Dê sequência ao texto sobre a CPI dos Aplicativos e as condições de trabalho ligadas aos aplicativos, começando logo após a última frase apresentada.
··· Trecho do documento ···
Tal contexto, por sua vez, potencializa a precarização da mão de obra e dificulta a fiscalização sobre questões que envolvem desde a remuneração pelas viagens realizadas, extensão das jornadas de trabalho e a própria proteção aos trabalhadores em um contexto que ainda vive os efeitos da crise sanitária da Covid-19.

A busca por melhores condições trabalhistas, por sua vez, já motivou desde ações trabalhistas até manifestações e greves que ampliam a complexidade e a necessidade premente de mudanças legislativas que abarquem a nova realidade do mercado.

Balanço parcial da CPI

Em junho de 2022, a CPI dos Aplicativos apresentou um balanço parcial das ações realizadas desde sua instauração. À época, já tinha, conforme publicado no portal da Câmara Municipal de São Paulo, 43 companhias no escopo das investigações, com mais de 250 requerimentos aprovados e mais de 280 ofícios com solicitação de informações a empresas e órgãos públicos.
··· Informações ···
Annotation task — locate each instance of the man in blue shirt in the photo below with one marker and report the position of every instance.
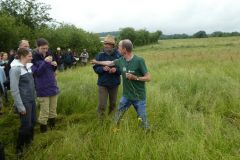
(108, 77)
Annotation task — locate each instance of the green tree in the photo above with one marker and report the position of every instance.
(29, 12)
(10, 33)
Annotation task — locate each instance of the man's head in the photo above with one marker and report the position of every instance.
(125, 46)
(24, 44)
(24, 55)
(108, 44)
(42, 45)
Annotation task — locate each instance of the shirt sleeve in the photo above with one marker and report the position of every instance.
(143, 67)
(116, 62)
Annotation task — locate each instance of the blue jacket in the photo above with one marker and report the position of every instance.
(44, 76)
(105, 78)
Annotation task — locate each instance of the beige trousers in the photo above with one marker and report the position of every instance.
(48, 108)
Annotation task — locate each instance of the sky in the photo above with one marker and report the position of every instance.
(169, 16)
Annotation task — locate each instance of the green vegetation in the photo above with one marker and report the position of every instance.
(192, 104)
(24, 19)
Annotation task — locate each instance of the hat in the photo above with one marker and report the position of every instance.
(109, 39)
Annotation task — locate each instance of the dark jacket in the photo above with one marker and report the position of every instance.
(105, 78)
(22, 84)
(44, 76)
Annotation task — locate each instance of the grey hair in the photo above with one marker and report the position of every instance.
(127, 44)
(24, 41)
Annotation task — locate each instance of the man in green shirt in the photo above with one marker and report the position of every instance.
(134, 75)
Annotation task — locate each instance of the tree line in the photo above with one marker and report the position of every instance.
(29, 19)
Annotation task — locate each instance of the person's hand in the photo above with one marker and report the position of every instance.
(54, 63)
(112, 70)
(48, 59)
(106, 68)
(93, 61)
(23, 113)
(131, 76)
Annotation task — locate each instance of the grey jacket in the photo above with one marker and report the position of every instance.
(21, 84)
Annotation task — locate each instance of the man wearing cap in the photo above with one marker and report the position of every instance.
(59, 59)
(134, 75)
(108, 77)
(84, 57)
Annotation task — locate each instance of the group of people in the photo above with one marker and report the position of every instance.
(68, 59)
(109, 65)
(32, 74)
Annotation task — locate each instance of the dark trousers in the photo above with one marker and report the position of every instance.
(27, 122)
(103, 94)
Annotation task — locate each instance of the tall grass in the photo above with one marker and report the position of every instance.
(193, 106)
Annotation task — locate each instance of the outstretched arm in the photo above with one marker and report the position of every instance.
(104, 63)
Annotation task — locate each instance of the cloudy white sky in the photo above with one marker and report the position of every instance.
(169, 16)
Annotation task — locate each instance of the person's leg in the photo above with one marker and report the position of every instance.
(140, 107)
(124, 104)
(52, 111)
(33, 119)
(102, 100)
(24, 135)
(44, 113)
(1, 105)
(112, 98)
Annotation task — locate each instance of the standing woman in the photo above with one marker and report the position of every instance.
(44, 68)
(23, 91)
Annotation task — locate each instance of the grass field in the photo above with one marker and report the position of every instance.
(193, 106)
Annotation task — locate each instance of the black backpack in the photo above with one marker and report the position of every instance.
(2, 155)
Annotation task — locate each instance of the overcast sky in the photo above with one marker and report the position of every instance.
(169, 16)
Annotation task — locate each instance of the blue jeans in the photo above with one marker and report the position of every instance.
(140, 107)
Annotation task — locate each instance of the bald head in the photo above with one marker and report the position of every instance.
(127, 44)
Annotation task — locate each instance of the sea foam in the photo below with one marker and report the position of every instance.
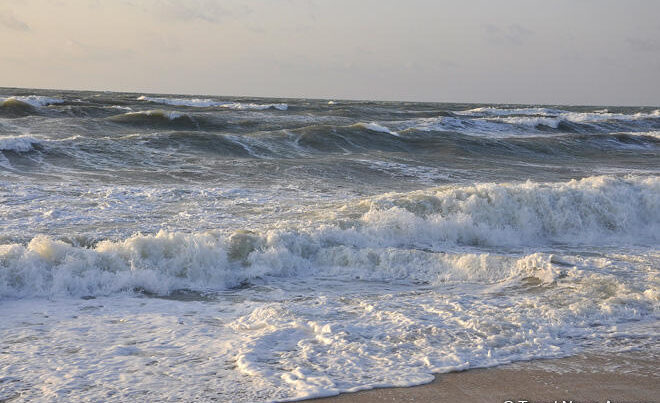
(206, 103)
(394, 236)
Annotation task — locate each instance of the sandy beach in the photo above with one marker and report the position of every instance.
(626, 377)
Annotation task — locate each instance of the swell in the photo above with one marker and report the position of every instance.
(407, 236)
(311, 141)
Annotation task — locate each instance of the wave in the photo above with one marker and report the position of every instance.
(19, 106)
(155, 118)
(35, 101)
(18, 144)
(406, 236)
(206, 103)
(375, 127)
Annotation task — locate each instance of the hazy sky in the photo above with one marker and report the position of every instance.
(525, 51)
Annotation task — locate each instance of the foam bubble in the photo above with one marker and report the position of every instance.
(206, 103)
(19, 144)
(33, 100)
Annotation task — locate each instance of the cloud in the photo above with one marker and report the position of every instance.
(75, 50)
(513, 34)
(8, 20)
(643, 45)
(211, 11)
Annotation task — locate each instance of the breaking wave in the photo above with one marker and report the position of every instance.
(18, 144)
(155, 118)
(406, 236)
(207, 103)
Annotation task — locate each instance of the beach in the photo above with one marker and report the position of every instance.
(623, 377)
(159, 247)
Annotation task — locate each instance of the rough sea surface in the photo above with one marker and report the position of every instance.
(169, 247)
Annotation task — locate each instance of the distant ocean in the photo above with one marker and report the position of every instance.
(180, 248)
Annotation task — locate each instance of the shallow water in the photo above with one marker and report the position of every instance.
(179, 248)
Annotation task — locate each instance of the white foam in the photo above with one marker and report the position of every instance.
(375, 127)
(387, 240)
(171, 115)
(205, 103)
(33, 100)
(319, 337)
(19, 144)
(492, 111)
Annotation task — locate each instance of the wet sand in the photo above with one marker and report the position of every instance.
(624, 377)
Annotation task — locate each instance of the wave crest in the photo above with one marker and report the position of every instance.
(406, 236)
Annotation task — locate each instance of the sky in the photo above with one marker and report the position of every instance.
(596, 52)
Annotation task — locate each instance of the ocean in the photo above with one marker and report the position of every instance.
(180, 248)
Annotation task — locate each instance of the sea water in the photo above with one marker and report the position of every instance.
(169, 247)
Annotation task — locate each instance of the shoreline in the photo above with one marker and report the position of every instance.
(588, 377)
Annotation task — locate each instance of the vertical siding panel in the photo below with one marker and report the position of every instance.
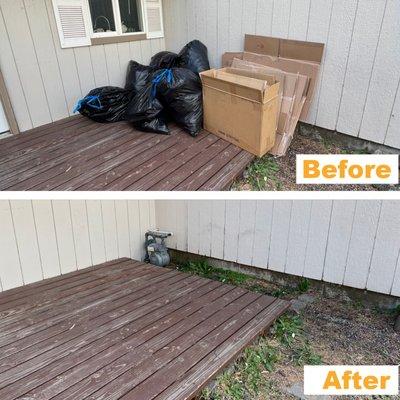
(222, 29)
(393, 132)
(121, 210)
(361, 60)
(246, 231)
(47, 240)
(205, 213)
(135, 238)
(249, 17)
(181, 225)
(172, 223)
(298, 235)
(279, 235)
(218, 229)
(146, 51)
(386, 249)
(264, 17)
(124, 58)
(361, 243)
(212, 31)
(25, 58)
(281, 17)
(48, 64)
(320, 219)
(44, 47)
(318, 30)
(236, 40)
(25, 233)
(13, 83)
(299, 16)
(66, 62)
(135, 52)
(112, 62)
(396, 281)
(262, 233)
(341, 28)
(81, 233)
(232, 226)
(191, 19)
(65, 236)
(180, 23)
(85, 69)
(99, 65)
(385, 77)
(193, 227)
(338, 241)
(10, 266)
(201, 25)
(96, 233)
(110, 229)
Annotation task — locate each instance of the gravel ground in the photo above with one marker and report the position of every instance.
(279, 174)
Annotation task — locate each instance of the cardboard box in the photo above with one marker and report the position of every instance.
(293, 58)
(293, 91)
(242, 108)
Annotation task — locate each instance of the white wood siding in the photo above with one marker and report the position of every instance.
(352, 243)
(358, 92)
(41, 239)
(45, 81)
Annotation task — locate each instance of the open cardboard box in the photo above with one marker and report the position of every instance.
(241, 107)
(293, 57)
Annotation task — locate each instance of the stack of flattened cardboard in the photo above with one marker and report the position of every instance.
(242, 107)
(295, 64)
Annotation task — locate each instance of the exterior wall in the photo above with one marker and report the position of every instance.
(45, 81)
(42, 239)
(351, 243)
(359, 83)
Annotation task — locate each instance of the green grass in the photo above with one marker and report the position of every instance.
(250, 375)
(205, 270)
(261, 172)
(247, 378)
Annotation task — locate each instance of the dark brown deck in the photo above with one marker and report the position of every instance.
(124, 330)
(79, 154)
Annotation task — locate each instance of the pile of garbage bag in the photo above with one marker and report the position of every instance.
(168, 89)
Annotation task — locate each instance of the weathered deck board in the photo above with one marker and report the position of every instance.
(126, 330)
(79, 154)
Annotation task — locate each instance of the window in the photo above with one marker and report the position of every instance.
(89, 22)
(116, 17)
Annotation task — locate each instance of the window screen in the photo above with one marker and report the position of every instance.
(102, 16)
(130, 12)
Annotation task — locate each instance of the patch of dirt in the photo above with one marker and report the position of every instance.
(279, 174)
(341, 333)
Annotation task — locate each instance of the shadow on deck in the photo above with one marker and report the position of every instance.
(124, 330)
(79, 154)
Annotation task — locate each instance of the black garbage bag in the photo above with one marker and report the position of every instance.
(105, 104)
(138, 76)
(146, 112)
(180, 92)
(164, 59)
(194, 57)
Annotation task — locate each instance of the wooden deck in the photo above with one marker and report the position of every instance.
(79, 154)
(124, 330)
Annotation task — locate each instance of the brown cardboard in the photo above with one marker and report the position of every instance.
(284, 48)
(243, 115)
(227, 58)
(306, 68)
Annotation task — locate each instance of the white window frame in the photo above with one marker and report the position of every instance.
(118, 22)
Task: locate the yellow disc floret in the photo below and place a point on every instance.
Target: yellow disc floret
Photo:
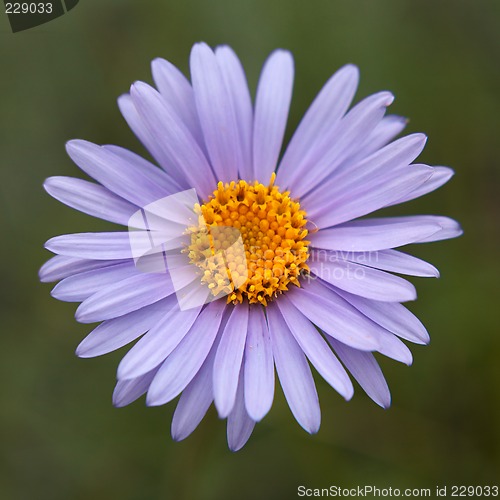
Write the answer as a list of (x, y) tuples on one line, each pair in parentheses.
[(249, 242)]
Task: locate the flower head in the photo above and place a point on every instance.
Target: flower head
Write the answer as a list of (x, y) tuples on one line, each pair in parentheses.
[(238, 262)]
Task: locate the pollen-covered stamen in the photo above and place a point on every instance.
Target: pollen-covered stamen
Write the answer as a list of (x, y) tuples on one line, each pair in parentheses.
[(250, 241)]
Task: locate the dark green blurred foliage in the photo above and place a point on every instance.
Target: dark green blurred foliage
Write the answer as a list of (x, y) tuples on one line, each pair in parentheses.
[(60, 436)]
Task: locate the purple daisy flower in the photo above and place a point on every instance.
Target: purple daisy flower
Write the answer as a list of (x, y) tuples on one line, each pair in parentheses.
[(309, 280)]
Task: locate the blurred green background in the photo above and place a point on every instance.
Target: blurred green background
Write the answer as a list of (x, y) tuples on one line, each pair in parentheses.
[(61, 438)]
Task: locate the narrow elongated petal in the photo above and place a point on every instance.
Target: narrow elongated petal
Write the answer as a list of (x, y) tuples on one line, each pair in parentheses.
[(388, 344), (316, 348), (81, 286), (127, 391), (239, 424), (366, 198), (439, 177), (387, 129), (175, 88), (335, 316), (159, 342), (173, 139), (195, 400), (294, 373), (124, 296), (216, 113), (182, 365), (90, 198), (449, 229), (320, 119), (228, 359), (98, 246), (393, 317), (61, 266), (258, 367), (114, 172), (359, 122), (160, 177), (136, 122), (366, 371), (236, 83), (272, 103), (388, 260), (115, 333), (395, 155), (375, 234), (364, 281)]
···
**Resposta ao problema:**
 

De acordo com o presidente da Comissão, algumas questões importantes de âmbito fiscal e trabalhista ainda demandavam esclarecimentos por parte de ex-secretários municipais de Transporte, relacionadas, por exemplo, à regulamentação do pagamento autodeclaratório por quilômetro rodado efetuado pelas empresas de transporte por aplicativo e ao devido pagamento de impostos.
 

Questões trabalhistas

De acordo com dados de 2021 do Instituto de Pesquisa Econômica Aplicada (IPEA), o Brasil possui aproximadamente 1,5 milhão de pessoas que trabalham com entrega de mercadorias e transporte de passageiros por meio de aplicativos.
 

No contexto de surgimento e ascensão dessas empresas no país — cenário no qual, naturalmente, o número de profissionais que trabalhavam nesse segmento era menor –, havia a expectativa pela criação de novos empregos, mesmo que no campo informal.
 

Atualmente, no entanto, esses trabalhadores, por não possuírem vínculo empregatício com as empresas, não contam com uma remuneração mínima, proteção em caso de acidentes ou limitação da jornada de trabalho.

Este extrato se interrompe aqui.